> [TEXT FOR ANALYSIS]:
:::

Background information
- Born: Paul Robert Potts 13 October 1970 (age 55) Bristol, England
- Genres: Classical; pop opera;
- Occupation: Tenor
- Years active: 1999–present
- Labels: Syco; Columbia; Sony Germany;
- Website: paulpottsofficial.com

= Paul Potts =

British tenor (born 1970)

Paul Robert Potts (born 13 October 1970) is a British tenor. In 2007, he won the first series of ITV's Britain's Got Talent with his performance of "Nessun dorma", an aria from Puccini's opera Turandot. As a singer of operatic pop music, Potts recorded the album One Chance, which topped sales charts in 13 countries. Before winning Britain's Got Talent, Potts was a manager at Carphone Warehouse. He had been a Bristol city councillor from 1996 until 2003, and performed in amateur opera from 1999 to 2003.

==Early life==
Paul Potts was born on 13 October 1970 in Kingswood, Bristol, and raised in nearby Fishponds by his English father Roland, a bus driver, and Welsh mother, Yvonne (née Higgins), a supermarket cashier. He has two brothers and one sister.

Potts attended St Mary Redcliffe and Temple School, where he developed his love of singing. He also sang with the choir at Chester Park Junior School and with the choirs at several Bristol churches, including Christ Church. Potts said in interviews that he had been bullied in school, and that experience may have made him lack self-confidence. He has also said that his voice had always been a source of solace when he was bullied.

After he left school in 1987, Potts had various jobs including working at Waitrose and Tesco; he also worked part-time at Debenhams. At the time of his Britain's Got Talent appearance, he was working in The Carphone Warehouse.

In 1993, Potts earned a B.A. (Bachelor of Arts) Honours degree in humanities from University College Plymouth St Mark & St John. In 1996, Potts was elected in a council by-election to represent the Eastville ward of Bristol City Council as a Liberal Democrat councillor; he was the youngest member of Bristol City Council and served until 2003.

After winning Britain's Got Talent, Potts took a six-month sabbatical from his job and resigned on 5 March 2008.

==Singing career==
Potts first sang opera in the minor roles of the Prince of Persia and the Herald in Puccini's Turandot for Bath Opera, an amateur company, in 1999. He then performed leading roles on four occasions: Don Basilio in Mozart's Marriage of Figaro in 2000; Don Carlos in Verdi's Don Carlos in 2001; Don Ottavio in Mozart's Don Giovanni in 2003; and Radames in Verdi's Aida in 2003. He also performed the role of the Chevalier des Grieux in Puccini's Manon Lescaut for the Southgate Opera Company in London, an amateur company, in May 2003. Additionally, he sang with a small ensemble from the Royal Philharmonic in front of an audience of 15,000 and toured northern Italy as a soloist as part of his music classes there.

:::

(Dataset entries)
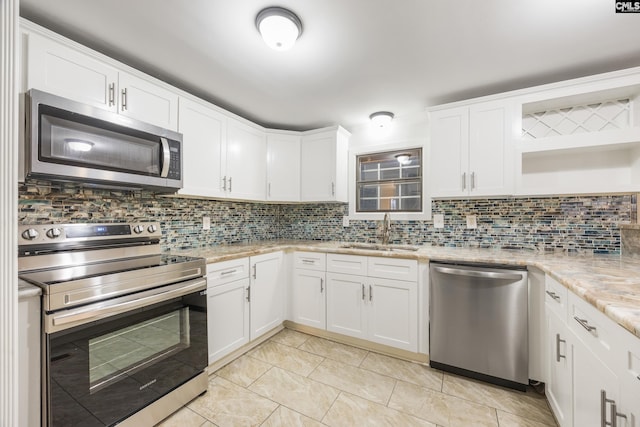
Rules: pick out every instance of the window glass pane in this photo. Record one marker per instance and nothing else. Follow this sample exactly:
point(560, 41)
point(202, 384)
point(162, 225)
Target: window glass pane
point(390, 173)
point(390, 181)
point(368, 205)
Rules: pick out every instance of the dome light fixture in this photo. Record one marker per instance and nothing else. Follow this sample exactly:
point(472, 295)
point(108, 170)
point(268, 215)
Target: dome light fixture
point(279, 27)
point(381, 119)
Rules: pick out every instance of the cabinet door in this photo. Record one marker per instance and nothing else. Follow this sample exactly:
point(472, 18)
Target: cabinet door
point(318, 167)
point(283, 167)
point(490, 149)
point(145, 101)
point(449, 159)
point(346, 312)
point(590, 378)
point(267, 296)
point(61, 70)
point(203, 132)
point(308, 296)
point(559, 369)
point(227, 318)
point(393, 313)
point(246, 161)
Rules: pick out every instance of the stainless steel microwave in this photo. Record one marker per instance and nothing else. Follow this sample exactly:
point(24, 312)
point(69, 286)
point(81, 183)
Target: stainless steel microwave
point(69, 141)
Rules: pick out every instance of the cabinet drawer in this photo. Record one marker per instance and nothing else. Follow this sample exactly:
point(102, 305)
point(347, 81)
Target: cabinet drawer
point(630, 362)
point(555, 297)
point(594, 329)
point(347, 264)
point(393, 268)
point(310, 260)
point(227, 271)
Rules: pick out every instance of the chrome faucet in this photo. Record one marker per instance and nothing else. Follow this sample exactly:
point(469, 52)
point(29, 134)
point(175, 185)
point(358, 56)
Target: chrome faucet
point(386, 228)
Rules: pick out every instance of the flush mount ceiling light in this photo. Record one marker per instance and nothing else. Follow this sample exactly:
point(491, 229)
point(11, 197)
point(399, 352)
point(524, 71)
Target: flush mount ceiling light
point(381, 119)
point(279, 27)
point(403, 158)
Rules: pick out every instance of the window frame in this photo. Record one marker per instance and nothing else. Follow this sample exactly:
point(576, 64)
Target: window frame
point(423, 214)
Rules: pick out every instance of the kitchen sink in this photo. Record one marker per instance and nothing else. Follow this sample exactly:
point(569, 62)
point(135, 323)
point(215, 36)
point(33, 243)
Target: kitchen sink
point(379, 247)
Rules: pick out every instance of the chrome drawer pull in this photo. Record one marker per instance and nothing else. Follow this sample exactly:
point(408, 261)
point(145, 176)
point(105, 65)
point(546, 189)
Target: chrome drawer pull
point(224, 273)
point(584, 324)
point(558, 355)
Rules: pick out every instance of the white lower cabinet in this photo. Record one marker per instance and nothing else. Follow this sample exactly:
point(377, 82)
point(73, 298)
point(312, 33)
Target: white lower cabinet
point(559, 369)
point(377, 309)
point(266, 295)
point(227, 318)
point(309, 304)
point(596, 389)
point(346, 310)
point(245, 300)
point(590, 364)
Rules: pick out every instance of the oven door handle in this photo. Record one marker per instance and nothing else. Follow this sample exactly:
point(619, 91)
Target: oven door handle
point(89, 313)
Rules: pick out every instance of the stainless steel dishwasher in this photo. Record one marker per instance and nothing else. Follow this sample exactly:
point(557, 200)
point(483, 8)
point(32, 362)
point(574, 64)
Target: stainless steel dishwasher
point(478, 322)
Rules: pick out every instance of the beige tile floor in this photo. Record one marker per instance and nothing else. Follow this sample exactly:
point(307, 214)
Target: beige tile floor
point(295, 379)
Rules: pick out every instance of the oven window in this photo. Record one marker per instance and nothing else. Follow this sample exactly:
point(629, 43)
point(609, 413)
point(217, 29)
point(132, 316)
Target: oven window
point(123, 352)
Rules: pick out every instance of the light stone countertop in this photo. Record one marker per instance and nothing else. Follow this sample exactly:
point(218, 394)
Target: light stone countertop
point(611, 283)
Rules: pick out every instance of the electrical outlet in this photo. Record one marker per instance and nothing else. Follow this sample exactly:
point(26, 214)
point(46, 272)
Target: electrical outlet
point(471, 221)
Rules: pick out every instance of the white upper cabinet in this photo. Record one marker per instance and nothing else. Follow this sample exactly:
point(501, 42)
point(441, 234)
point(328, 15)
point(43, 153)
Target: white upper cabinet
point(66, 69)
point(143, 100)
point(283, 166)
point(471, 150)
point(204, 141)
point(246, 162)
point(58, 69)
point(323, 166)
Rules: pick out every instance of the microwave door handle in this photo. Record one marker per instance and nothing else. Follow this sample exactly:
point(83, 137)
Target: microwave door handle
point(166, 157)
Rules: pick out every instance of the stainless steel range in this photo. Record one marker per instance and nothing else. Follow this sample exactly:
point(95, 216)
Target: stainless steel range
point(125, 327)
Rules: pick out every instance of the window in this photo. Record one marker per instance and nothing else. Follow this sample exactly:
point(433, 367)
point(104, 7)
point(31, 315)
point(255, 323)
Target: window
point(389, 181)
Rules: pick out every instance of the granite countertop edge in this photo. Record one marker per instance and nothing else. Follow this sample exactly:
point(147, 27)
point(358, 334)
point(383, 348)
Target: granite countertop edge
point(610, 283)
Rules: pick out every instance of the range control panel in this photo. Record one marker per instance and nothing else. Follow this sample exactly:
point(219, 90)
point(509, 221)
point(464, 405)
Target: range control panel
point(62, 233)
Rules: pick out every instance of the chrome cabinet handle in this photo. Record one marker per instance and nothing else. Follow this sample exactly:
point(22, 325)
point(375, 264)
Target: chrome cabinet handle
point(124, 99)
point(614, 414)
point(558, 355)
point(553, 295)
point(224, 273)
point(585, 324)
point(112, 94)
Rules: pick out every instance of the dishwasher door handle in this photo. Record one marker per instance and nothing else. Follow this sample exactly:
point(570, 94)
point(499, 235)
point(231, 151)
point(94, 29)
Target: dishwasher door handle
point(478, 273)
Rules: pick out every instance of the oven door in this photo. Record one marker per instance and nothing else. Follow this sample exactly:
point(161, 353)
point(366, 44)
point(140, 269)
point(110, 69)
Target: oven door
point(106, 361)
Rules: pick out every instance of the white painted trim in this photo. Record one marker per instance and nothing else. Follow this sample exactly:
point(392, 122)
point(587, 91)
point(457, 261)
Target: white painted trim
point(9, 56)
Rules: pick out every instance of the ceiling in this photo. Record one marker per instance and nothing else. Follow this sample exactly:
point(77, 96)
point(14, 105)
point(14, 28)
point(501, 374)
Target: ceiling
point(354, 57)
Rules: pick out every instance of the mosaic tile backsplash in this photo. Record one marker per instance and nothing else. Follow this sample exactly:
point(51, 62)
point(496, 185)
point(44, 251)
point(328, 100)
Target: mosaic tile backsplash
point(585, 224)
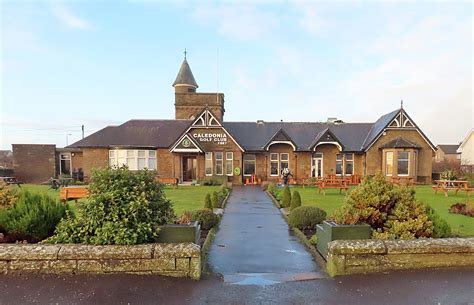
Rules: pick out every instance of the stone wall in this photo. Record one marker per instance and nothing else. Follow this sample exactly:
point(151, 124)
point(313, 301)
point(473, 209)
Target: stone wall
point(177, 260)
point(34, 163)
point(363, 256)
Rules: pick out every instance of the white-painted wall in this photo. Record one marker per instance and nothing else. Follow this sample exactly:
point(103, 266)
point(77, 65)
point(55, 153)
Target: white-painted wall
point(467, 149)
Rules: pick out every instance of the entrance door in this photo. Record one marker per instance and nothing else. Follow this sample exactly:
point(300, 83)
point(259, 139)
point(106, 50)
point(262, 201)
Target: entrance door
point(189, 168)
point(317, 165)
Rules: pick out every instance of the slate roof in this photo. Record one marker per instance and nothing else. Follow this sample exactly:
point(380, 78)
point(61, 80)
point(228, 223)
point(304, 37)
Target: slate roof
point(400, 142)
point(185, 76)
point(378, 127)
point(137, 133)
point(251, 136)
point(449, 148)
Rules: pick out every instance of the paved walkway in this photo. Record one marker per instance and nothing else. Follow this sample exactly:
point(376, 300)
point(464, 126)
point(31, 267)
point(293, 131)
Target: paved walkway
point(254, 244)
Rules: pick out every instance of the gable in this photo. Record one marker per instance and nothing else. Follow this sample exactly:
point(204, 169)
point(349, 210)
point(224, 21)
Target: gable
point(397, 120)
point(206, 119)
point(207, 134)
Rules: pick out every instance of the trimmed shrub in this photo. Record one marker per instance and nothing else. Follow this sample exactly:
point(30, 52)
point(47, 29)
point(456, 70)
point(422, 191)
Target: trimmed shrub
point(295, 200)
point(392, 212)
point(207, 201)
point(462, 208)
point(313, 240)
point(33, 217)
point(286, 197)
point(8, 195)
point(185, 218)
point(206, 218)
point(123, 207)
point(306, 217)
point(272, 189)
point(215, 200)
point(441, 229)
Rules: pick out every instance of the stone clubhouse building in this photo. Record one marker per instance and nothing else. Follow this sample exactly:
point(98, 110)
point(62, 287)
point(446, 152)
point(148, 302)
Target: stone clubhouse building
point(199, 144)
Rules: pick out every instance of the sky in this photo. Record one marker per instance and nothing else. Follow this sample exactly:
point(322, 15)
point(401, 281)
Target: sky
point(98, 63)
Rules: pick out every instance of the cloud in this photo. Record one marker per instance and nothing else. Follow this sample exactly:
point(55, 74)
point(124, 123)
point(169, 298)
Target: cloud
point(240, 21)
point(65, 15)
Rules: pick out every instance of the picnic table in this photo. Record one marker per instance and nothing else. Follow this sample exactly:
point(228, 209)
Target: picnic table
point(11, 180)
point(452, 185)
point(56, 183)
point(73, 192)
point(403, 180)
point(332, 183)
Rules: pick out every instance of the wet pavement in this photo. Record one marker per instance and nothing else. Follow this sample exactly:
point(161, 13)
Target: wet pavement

:::

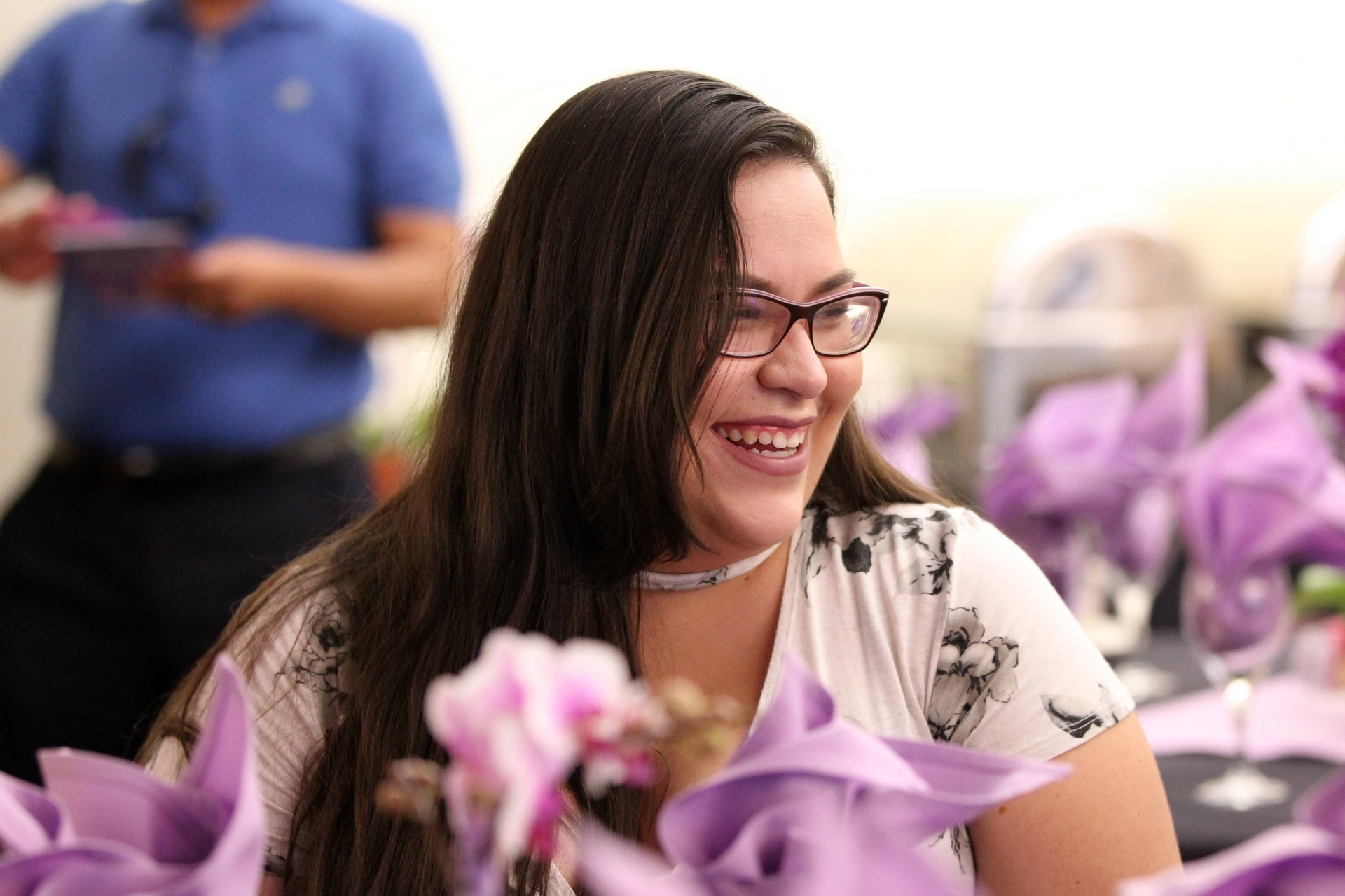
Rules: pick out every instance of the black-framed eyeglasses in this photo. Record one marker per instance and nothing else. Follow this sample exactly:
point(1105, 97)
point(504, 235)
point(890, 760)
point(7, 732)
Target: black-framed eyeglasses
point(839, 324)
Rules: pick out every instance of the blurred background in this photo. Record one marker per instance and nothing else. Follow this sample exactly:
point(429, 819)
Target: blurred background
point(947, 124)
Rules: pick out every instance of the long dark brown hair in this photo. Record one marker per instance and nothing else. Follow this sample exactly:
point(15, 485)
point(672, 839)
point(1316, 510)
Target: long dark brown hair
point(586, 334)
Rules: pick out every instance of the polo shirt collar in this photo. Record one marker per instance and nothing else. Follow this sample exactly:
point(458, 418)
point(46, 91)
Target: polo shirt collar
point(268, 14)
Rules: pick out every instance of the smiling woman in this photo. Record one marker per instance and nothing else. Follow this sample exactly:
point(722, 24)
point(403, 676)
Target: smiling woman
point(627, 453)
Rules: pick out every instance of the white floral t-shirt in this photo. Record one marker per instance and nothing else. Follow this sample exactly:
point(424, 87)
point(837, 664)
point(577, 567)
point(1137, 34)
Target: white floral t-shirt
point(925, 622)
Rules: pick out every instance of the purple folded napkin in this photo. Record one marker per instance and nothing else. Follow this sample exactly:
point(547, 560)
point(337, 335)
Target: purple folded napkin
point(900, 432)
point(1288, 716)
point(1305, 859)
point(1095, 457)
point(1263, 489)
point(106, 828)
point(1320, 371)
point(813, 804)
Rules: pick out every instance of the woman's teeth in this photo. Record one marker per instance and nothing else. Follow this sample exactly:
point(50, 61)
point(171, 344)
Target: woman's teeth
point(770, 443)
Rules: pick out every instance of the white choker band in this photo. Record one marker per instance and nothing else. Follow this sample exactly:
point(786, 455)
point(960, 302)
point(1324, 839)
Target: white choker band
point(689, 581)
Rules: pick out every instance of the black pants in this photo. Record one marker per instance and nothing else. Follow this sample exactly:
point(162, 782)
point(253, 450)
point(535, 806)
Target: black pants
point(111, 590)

:::

> [ASSIGNMENT]: Please write a continuation of the article on Paul Potts, starting after its last sentence. The dataset entries are not needed here.

> [RESPONSE TO THE TASK]:
In several interviews, Potts revealed that he performed Aida despite doctors' wishes to remove an adrenal tumour they had discovered during his illness from a burst appendix, and shortly after the tumour surgery performed Manon Lescaut. Potts broke his collarbone and suffered whiplash in a bicycle accident in 2003. The mishap and financial difficulties that followed led him to enter Britain's Got Talent despite not having sung in years.

===Britain's Got Talent===
Potts auditioned for Simon Cowell's new talent show Britain's Got Talent at the Wales Millennium Centre in Cardiff, Wales on 17 March 2007. The audition was televised on ITV in the UK on 9 June 2007. Potts sang the full rendition of Giacomo Puccini's "Nessun dorma," which was condensed for broadcast. His rendition of the aria brought looks of awe from the judges. Potts received a standing ovation from the audience of 2,000 people. The YouTube video clip from the show has had more than 199 million views as of January 2026.

In the semi-final on 14 June 2007, Potts performed the main verses of Andrea Bocelli's "Time To Say Goodbye." He progressed to the final after receiving the highest public vote in that show.
He performed "Nessun dorma" again for his finale on 17 June 2007, as well as an encore after he won the competition. Potts defeated the bookmakers' co-favourite Connie Talbot, and received the highest percentage of two million votes cast to win £100,000. He then performed Sarah Brightman's "Nella Fantasia" at the Royal Variety Performance on 3 December 2007, in front of Queen Elizabeth II.

On 3 December 2012, he was invited to celebrate 100 years of the Royal Variety Performance alongside Spelbound, Diversity and 2009 finalist Stavros Flatley. Together they performed a dance routine finishing with Potts singing "Nessun Dorma" with Flatley dancing to the song.

===Questions about amateur status===
Shortly before the Britain's Got Talent final in June 2007, the programme was criticised for representing Potts as a simple mobile-phone salesman, when he had appeared with the Royal Philharmonic Orchestra and had plans for a summer tour with it. He was accused of being an experienced performer who was reaping the benefit of professional training. Potts responded that he had never worked as a professional singer. He had paid for lessons, but everyone taking part in the show had had some training. He had not claimed to be untutored, but had never performed any concert for pay and was therefore an amateur. He also said that the Pavarotti masterclass he attended in Italy was paid for from his own savings. His comments were confirmed by the singing teacher who gave him lessons until illness caused Potts to give up in 2003.

===After Britain's Got Talent===
In the United States, he was profiled on a National Public Radio programme called Day to Day, and appeared live on NBC's programme Today.

In July 2007, Potts performed "Nessun dorma" at a Katherine Jenkins concert at Margam Park, Wales. On 16 July 2007, his debut album One Chance was released in the UK, and claimed the No. 1 spot in the UK Album Chart the following week. In December 2007, Prime Minister Gordon Brown presented Potts with a platinum disc for having sold 2,000,000 copies of his album.

On 13 December 2007, he performed in Leipzig in the live television broadcast of the 13th annual José Carreras Gala, accompanied by the Deutsches Filmorchester Babelsberg under the direction of Scott Lawton. In January he began a series of 97 concerts in 85 cities across 23 countries. This included three outdoor classical music concerts with the Finnish violinist Linda Brava and the Prague Philharmonic Orchestra at Sofiero Palace, Sundbyholms Castle and Slottskogsvallen from 24 to 26 July.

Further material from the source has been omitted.